[Begin Provided material]

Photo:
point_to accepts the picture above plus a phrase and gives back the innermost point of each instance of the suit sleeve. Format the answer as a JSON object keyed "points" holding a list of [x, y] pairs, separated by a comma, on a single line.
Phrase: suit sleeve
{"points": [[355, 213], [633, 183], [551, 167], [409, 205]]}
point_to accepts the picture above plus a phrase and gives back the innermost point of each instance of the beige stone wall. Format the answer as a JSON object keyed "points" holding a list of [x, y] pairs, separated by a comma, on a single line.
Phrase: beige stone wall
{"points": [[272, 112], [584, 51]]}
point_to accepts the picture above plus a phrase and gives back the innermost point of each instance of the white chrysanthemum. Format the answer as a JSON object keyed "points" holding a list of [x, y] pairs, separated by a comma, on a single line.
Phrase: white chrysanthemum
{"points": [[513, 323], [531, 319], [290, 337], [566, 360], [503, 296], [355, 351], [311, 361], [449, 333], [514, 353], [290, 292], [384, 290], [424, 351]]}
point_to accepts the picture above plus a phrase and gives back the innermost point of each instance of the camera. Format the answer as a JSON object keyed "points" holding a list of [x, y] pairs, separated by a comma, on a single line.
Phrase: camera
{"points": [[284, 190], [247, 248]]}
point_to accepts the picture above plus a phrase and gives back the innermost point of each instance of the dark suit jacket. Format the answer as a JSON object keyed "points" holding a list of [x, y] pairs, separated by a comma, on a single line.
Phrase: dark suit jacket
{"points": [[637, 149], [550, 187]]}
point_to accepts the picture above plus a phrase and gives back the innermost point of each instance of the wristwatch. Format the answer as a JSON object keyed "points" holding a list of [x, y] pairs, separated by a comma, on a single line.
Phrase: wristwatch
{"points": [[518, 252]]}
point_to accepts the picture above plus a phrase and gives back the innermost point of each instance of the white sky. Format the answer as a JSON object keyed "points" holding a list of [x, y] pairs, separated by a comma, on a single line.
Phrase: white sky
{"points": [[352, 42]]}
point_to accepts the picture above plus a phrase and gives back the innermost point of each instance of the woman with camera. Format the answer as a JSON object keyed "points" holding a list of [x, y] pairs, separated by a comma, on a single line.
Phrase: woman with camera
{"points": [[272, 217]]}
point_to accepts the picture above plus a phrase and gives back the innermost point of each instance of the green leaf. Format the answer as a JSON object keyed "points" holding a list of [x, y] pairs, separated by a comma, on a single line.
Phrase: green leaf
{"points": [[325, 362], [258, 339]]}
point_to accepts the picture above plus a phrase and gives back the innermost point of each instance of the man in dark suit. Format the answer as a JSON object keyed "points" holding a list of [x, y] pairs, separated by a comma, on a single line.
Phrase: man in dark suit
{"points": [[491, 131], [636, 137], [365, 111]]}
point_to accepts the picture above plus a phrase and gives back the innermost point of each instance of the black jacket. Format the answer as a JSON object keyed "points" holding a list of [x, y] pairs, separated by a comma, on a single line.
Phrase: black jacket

[End Provided material]

#### [What is asked]
Copy out every item above, unchanged, word for word.

#### [Response below]
Photo:
point_to accepts the picture above plus a phrase and gives back the innermost point of each instance of the suit sleeve. Format the answer as a JSON object keyed "points" holding a list of [x, y] pairs, separated by a comma, on a single line.
Phrase: suit sleeve
{"points": [[355, 213], [633, 183], [551, 167], [409, 205]]}
point_to accepts the picture above plus a phrase and gives back the innermost point of each instance of the beige stone wall. Format the answer as a JSON object keyed "points" holding a list of [x, y] pairs, separated by a comma, on a single line.
Phrase: beige stone wall
{"points": [[272, 112], [584, 51]]}
point_to accepts the picture above plus a phrase and gives back the innermost point of each instance of the white chrysanthemum. Format the answer as a JSON object keyed "points" holding a list of [x, y] pairs, separated by a comma, on a single line.
Phrase: white chrysanthemum
{"points": [[513, 323], [531, 319], [290, 337], [566, 360], [503, 296], [355, 351], [311, 361], [449, 333], [514, 353], [290, 292], [384, 290], [424, 351]]}
point_to accepts the picture above plus a phrase and gives back the innermost point of each instance of the camera. Format the answer as a JSON object keyed "points" holding a list of [x, y] pairs, separated by a comma, on a single line.
Phrase: camera
{"points": [[284, 190], [247, 248]]}
point_to accepts the picture above plus a phrase and gives back the innermost point of each instance of the dark suit jacket. Format the answer as a JSON object keyed "points" holding a list of [x, y] pairs, separated by a comma, on a single line.
Phrase: dark suit jacket
{"points": [[637, 149], [550, 187]]}
point_to accepts the picture above plus a phrase and gives back the innermost point of each instance of the wristwatch. Format the answer as a JSON object keyed "points" holding a list of [x, y] pairs, separated by a comma, on a single line.
Phrase: wristwatch
{"points": [[518, 252]]}
point_to accepts the picture above plus a phrase and gives back the innermost point of each instance of the white sky. Format the answer as a JSON object keyed "points" holding a list of [x, y] pairs, separated by a comma, on a single line.
Phrase: white sky
{"points": [[352, 42]]}
point_to accepts the picture above plus a phrase and gives back the innermost point of each instance of the woman with camera. Format the answer as a JSON object keyed "points" holding a list of [x, y] pairs, separated by a comma, on a single line.
Phrase: woman with camera
{"points": [[272, 217]]}
point_to accepts the picture above plus a phrase and gives back the innermost point of each instance of the green leaf. Format the answer as a JSON object keyed "points" holding a list of [x, y] pairs, separated by a comma, on a single line.
Phrase: green leaf
{"points": [[325, 362], [258, 339]]}
point_to accepts the picture above plus a phrase and gives back the innermost point of each instance of the man in dark suit. Format the answer as a JSON object keyed "points" holding a list of [x, y] pairs, separated by a comma, on a single line.
Phrase: man in dark suit
{"points": [[491, 131], [636, 137], [365, 111]]}
point_to accepts the picture above plus a phrase and gives back the innermost point of each instance of the black jacket. Format the answer as a JSON object keyed "points" holding a list of [x, y] pairs, separated by a comma, on a single line.
Phrase: black jacket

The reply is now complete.